Task prompt -> Only one stretch of the records below should be repeated. It starts with the line containing "Target: arched doorway" and goes on through the line containing "of the pitched", exactly as written.

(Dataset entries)
★ ★ ★ ★ ★ ★ ★

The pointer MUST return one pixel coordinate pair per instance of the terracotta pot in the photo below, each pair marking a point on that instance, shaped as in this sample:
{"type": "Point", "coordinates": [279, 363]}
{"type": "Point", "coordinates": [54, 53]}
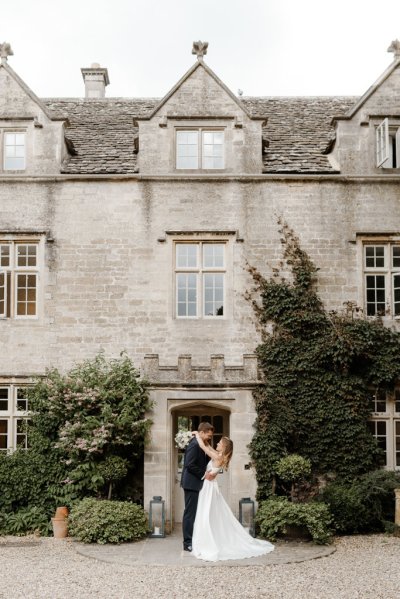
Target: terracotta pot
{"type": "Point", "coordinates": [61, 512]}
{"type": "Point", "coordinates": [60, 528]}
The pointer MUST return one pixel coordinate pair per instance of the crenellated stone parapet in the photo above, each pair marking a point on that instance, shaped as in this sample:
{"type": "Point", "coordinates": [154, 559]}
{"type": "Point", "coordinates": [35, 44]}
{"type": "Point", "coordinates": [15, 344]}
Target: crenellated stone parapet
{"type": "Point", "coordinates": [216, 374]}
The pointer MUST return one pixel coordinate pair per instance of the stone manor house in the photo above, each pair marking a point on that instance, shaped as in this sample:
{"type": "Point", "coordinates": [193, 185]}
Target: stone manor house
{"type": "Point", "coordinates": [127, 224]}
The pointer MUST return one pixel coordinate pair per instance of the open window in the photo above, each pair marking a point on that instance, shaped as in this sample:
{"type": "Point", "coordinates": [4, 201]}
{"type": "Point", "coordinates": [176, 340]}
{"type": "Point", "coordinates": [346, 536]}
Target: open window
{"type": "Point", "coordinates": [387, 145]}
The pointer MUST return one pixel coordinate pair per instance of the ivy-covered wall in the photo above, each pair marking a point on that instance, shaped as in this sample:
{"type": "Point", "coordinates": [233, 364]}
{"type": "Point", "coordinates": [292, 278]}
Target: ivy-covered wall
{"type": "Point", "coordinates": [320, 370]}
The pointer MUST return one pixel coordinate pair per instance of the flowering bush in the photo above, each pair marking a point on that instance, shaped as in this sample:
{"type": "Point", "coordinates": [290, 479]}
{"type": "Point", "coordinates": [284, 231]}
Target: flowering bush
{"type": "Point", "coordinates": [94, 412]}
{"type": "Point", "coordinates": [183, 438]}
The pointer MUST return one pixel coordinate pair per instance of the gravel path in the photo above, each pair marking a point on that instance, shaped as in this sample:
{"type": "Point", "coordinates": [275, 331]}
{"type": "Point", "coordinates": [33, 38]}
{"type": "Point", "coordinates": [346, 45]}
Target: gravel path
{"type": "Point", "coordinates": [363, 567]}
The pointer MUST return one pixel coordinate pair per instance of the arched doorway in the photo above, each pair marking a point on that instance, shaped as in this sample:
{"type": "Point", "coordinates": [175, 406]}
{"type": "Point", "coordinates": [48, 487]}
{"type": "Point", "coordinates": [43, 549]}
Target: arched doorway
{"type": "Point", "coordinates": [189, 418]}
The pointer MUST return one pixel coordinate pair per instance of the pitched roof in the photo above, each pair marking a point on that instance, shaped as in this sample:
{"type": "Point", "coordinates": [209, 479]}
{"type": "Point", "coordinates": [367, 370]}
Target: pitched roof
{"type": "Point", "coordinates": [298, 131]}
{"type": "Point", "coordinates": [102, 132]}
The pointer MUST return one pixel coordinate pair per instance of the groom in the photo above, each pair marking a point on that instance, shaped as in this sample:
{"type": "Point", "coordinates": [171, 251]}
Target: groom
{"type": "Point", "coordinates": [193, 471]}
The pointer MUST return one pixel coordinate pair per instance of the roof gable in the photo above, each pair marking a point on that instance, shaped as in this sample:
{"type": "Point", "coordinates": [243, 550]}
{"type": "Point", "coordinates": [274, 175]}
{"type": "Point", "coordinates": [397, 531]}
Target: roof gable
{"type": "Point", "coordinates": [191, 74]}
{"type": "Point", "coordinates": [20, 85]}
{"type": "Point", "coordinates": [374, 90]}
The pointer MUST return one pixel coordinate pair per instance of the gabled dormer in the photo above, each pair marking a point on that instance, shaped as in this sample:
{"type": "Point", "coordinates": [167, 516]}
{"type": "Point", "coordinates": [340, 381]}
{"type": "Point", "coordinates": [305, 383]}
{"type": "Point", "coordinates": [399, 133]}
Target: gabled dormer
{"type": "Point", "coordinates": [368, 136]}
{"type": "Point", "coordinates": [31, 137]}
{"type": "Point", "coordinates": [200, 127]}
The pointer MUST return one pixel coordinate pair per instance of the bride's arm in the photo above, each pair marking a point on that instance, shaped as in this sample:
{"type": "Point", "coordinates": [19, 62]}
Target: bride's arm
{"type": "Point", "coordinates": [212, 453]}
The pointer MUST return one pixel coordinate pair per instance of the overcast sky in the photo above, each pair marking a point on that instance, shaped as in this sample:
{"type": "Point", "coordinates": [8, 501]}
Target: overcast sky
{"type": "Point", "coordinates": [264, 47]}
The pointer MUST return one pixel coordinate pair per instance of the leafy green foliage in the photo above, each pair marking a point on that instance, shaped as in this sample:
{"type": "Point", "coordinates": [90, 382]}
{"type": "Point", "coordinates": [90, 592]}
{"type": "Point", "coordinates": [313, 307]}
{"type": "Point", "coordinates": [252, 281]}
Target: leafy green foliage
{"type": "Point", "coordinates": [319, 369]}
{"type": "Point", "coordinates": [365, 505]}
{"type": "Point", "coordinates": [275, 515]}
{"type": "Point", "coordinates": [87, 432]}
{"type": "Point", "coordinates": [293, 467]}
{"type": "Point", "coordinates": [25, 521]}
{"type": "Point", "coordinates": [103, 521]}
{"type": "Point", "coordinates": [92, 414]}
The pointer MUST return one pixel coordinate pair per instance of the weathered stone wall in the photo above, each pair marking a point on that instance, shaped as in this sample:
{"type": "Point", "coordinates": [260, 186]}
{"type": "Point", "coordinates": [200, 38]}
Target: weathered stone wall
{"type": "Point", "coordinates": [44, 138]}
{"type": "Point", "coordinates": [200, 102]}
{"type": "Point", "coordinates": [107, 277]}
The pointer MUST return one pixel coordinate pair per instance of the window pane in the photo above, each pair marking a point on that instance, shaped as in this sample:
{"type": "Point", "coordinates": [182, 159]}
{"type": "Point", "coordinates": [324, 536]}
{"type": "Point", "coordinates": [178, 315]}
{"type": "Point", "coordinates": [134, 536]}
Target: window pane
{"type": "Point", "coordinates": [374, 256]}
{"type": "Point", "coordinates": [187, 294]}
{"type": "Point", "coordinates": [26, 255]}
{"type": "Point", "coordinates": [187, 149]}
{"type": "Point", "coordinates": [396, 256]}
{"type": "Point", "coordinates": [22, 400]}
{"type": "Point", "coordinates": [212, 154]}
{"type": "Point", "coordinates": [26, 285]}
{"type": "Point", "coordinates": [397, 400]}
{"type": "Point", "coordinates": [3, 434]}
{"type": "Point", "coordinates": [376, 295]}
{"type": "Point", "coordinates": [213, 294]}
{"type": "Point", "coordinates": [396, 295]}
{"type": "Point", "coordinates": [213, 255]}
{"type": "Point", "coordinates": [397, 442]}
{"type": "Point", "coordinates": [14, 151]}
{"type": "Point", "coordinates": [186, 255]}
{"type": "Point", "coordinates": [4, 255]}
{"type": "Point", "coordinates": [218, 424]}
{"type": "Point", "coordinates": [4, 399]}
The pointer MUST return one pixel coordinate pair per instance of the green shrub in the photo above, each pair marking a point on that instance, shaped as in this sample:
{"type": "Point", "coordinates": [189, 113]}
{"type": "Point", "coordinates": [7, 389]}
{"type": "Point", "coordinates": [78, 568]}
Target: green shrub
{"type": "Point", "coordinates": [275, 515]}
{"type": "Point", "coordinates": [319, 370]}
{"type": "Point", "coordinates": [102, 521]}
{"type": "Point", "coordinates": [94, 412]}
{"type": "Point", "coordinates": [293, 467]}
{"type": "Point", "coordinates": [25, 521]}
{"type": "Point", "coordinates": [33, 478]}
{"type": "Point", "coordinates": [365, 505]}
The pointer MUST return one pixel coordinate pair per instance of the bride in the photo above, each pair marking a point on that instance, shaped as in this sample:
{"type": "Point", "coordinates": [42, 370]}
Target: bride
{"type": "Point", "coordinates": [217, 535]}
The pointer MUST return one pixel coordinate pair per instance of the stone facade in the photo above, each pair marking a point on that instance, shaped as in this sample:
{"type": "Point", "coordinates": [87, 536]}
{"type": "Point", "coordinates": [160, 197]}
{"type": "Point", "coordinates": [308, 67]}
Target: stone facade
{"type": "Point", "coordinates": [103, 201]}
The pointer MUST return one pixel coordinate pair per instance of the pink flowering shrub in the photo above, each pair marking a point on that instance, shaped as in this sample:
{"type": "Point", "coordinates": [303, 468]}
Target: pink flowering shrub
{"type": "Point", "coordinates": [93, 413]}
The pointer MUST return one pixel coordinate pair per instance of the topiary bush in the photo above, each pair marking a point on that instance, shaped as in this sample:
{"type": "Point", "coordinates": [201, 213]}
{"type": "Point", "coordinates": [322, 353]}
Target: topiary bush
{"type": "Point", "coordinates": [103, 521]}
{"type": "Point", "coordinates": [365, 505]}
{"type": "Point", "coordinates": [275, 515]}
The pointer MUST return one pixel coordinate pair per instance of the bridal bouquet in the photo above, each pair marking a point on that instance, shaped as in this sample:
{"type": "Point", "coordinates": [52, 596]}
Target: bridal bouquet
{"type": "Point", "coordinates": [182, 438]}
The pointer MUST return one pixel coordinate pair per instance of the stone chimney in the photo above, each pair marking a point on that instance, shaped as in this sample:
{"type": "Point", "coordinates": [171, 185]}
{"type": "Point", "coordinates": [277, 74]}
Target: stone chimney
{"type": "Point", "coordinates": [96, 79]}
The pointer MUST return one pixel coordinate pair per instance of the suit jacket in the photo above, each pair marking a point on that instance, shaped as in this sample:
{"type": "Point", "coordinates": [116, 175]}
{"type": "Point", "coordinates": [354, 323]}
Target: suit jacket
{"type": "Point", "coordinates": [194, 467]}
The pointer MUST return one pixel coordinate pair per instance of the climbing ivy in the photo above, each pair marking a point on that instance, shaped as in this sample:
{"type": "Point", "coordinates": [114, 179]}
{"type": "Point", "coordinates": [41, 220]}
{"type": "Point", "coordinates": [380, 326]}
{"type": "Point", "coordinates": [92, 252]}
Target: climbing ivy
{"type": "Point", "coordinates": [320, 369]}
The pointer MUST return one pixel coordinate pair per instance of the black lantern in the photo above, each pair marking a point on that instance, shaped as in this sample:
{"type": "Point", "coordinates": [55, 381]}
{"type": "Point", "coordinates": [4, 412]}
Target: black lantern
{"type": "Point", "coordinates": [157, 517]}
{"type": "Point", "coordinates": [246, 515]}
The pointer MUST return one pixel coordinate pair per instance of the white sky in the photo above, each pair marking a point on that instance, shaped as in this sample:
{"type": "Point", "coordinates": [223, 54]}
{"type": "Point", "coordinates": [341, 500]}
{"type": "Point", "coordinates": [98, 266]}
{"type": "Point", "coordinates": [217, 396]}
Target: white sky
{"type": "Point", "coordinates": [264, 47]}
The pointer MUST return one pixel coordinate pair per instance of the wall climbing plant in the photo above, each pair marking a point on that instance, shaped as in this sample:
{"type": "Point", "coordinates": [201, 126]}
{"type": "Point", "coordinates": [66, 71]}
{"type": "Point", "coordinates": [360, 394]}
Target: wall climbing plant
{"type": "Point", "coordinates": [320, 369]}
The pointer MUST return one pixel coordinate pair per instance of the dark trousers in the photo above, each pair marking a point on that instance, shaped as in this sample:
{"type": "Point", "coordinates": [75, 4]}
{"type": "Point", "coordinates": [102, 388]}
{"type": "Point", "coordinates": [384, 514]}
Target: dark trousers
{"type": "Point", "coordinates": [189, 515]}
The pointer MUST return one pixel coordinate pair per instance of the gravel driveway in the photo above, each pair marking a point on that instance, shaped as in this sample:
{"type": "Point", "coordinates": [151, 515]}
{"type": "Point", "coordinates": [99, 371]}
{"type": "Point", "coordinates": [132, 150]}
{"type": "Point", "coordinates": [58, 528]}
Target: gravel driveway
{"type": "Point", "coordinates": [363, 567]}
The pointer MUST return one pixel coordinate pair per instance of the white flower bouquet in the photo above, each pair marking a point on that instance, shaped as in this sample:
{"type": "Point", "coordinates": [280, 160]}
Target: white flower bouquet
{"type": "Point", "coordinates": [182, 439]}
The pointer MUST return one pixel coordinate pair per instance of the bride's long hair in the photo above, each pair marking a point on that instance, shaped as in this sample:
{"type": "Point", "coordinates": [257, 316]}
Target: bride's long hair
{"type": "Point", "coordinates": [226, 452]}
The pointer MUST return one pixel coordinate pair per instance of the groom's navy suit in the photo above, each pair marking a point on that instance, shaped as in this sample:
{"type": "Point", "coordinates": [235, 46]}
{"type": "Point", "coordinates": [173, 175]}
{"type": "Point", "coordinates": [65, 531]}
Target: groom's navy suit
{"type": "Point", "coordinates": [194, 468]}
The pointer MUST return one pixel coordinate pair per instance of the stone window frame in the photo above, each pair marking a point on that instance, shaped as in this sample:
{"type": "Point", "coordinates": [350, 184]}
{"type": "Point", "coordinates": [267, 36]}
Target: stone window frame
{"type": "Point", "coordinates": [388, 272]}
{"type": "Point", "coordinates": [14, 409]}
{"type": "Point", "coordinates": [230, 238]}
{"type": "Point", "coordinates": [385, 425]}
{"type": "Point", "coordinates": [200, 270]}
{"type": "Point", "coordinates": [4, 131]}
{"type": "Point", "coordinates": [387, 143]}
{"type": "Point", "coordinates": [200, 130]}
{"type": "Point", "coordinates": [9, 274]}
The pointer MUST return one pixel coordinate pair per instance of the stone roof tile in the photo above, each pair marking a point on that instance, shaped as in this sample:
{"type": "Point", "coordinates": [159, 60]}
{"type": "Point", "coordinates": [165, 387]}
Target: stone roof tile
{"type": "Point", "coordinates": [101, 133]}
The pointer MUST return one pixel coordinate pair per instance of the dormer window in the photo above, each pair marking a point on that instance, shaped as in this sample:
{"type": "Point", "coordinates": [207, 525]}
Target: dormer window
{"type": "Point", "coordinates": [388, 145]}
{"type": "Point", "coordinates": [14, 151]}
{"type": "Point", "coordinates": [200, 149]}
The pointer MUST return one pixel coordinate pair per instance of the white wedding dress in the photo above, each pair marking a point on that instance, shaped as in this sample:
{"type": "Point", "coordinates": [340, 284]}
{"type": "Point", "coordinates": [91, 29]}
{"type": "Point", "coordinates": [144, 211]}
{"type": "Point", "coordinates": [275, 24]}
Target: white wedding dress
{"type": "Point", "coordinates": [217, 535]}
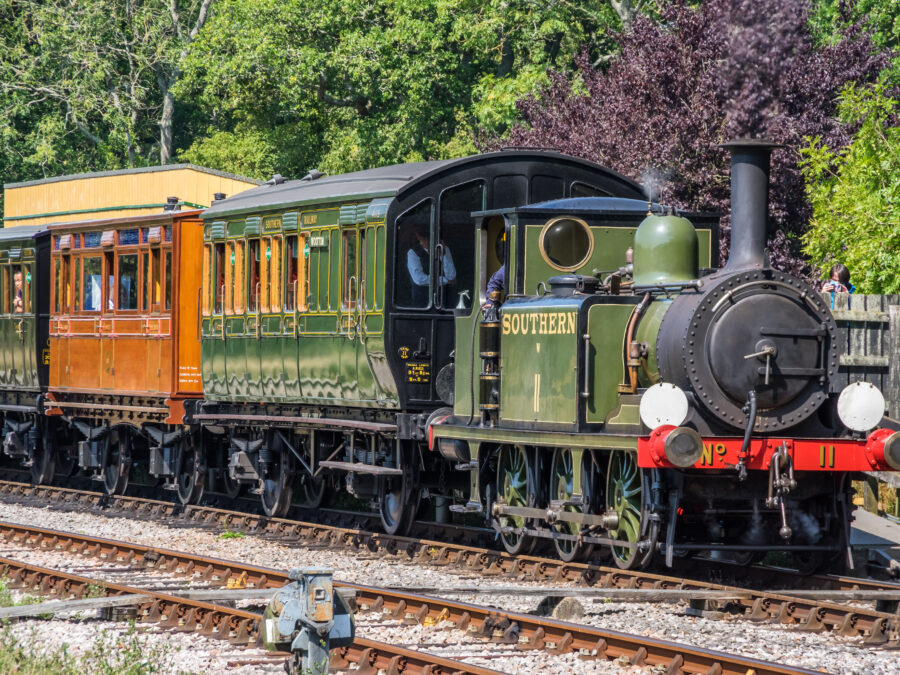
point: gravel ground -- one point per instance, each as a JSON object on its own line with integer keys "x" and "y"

★ ★ ★ ★ ★ ★ ★

Task output ->
Target: arched doorway
{"type": "Point", "coordinates": [189, 418]}
The pointer MUST return one pixel coordinate pair per instance of the pitched roof in the photo above, each pair marking a point on that instance, shaped as in this sample:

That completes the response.